Work item. Could you please repeat the entries below word for word, with the images left out?

Study material.
┄┄┄┄┄┄┄┄┄┄

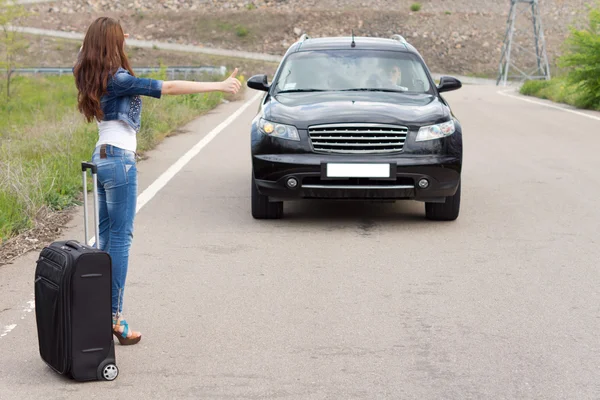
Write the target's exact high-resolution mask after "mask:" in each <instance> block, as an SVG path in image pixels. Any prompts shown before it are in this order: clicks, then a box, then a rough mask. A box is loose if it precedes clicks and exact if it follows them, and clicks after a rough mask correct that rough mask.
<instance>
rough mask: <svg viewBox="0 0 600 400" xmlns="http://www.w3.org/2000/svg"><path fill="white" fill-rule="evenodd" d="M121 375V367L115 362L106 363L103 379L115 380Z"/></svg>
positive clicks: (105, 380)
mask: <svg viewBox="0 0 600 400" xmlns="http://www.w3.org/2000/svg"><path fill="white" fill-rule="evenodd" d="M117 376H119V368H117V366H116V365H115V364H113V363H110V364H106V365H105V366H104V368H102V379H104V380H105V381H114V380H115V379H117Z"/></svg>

┄┄┄┄┄┄┄┄┄┄

Written solution.
Write the target's exact high-resolution mask after "mask:" in each <instance> block, as an SVG path in image pixels. Any prompts shown before it are in this order: clicks, then a box, then a rough mask. A box is loose if it precedes clicks and exact if it follows them, and clicks after a rough mask correct that rough mask.
<instance>
rough mask: <svg viewBox="0 0 600 400" xmlns="http://www.w3.org/2000/svg"><path fill="white" fill-rule="evenodd" d="M121 375V367L115 362L106 363L103 379L115 380Z"/></svg>
positive clicks: (105, 380)
mask: <svg viewBox="0 0 600 400" xmlns="http://www.w3.org/2000/svg"><path fill="white" fill-rule="evenodd" d="M117 376H119V368H117V366H116V365H115V364H113V363H110V364H106V365H105V366H104V368H102V379H104V380H105V381H114V380H115V379H117Z"/></svg>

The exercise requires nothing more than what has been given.